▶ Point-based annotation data
* START *
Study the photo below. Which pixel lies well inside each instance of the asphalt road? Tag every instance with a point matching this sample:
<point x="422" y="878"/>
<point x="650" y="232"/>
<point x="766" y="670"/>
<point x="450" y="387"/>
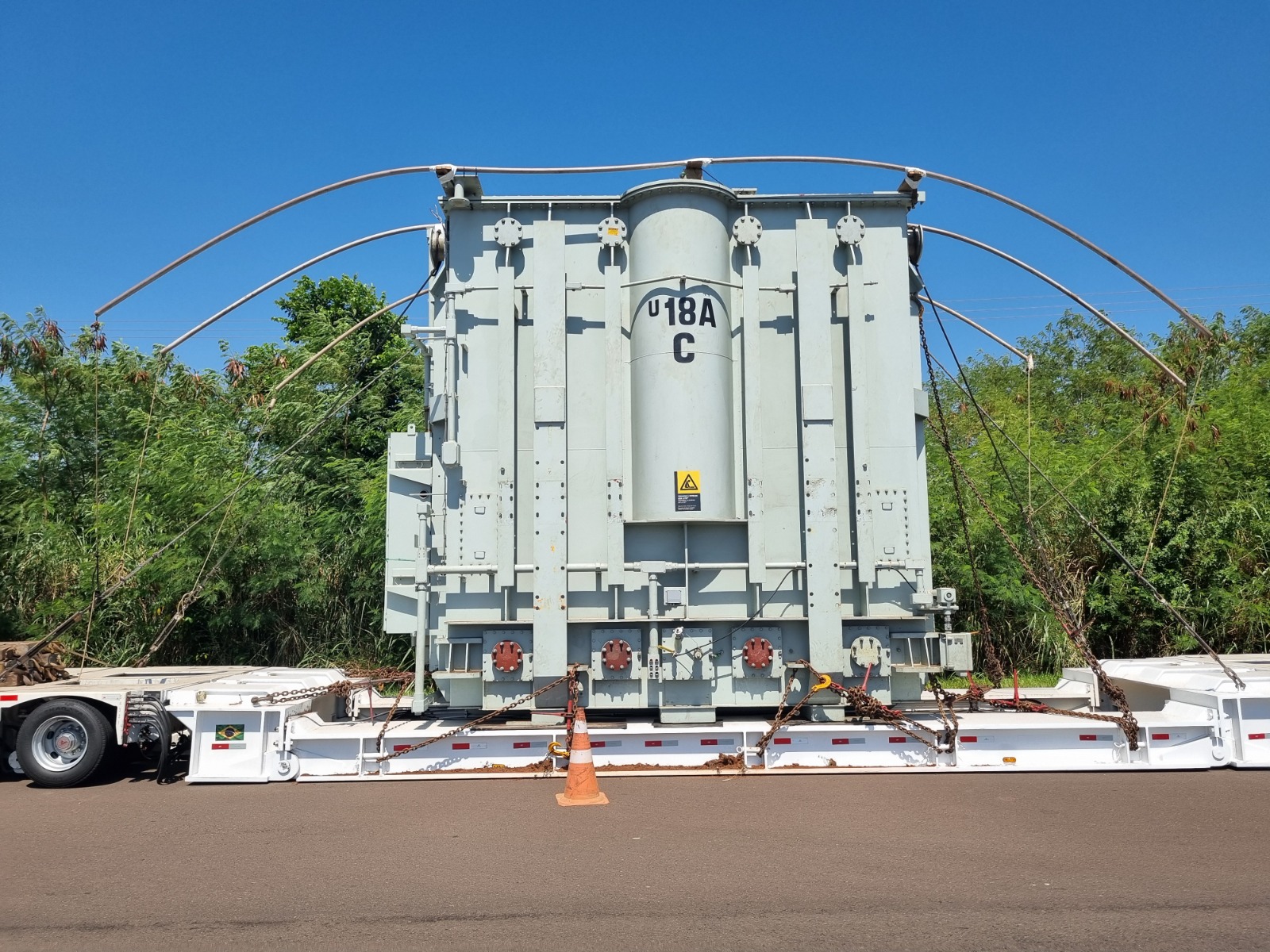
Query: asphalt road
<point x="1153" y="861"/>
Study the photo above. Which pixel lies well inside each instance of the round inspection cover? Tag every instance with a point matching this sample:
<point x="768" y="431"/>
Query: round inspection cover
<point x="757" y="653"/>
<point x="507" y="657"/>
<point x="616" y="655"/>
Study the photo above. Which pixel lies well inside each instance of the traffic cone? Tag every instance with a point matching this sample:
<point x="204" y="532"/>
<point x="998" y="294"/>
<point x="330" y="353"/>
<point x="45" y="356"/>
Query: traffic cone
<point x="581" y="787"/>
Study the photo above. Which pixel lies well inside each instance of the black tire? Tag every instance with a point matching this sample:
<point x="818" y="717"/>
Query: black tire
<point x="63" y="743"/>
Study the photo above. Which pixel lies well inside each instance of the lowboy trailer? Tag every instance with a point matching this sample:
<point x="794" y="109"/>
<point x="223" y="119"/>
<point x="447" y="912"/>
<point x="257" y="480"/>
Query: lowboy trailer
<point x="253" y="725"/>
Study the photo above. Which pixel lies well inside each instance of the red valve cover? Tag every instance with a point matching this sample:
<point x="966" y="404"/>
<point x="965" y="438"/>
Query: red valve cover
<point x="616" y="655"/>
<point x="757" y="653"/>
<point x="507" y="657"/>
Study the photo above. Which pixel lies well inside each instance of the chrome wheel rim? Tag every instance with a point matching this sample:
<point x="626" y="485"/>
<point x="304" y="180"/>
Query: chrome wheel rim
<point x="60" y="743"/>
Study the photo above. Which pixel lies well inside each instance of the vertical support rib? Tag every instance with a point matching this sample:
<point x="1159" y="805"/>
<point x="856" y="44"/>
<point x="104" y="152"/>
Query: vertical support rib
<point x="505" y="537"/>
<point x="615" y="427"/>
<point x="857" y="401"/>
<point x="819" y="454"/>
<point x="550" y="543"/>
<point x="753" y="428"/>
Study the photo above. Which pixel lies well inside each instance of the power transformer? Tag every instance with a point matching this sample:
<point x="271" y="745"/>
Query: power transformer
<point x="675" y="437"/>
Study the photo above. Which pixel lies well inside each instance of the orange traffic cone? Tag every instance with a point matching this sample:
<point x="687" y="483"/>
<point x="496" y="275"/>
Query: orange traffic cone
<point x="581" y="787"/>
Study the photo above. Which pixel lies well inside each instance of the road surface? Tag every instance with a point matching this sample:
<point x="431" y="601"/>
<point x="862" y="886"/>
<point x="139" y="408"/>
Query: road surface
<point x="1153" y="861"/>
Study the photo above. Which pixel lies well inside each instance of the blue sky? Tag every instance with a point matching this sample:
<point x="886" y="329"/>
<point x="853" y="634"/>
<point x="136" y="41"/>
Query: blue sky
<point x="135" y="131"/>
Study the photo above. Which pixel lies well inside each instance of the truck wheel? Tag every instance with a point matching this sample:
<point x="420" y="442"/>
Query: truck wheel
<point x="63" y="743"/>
* END *
▶ WRITTEN REQUEST
Every line from the one containing "of the road" through the end of the data must be repeated exactly, and no other line.

▶ RESPONSE TO THIS EXERCISE
Study the photo above. Which pixel lies well inside each instance of the road surface? Tag every instance with a point matching this sample:
<point x="431" y="601"/>
<point x="862" y="886"/>
<point x="139" y="408"/>
Query: road surface
<point x="1153" y="861"/>
Study the photo above. Which pixel lies well inside each instance of the blue sky? Tag every instance with a point matching this sample:
<point x="886" y="329"/>
<point x="853" y="634"/>
<point x="136" y="41"/>
Query: blue sky
<point x="135" y="131"/>
Study the photo above. Which pixel lies well inside each instance of the truck wheel? Tag every instance with a point matching this sample:
<point x="420" y="442"/>
Query: truck wheel
<point x="63" y="743"/>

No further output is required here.